— begin —

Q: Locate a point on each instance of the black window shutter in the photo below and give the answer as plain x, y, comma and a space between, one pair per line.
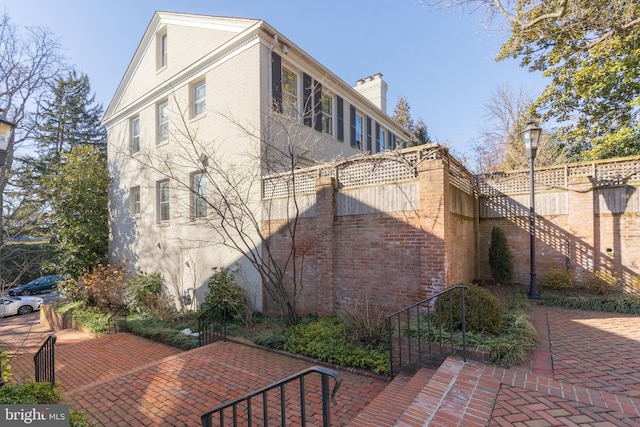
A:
340, 121
370, 147
307, 112
317, 105
276, 81
352, 118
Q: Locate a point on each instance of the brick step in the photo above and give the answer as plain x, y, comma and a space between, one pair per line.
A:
389, 405
457, 394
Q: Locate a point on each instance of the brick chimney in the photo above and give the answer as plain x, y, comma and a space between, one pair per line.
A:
374, 89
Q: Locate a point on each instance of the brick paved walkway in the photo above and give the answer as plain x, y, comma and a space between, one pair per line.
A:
584, 372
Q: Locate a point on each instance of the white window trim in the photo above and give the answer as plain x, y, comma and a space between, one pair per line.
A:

— end —

→ **Exercise instructions**: Copy out exactly the lines between the line with "Q: Locate a point on each instance of the brick step" and the last line of the entries, counting both of those lines.

→ **Correct answer**:
Q: Locate a point on each instance of the brick step in the photo above and give the answer as plain x, y, comma and a space between, one pair per line.
A:
389, 405
457, 394
Q: Locate a point on each instance of the brick chimney in the photo above and give the answer as plain x, y, comma and a space between, one pair per line.
A:
374, 89
Q: Locate a point on each instance of the brick paved walkway in the photo above and give the answer as plain x, y, comma and a space between, one pair per line.
A:
584, 372
Q: Locate a point on each instance of the white window trim in the photo above and give the answer as plain x, y, comma and a space between, one pair per line.
A:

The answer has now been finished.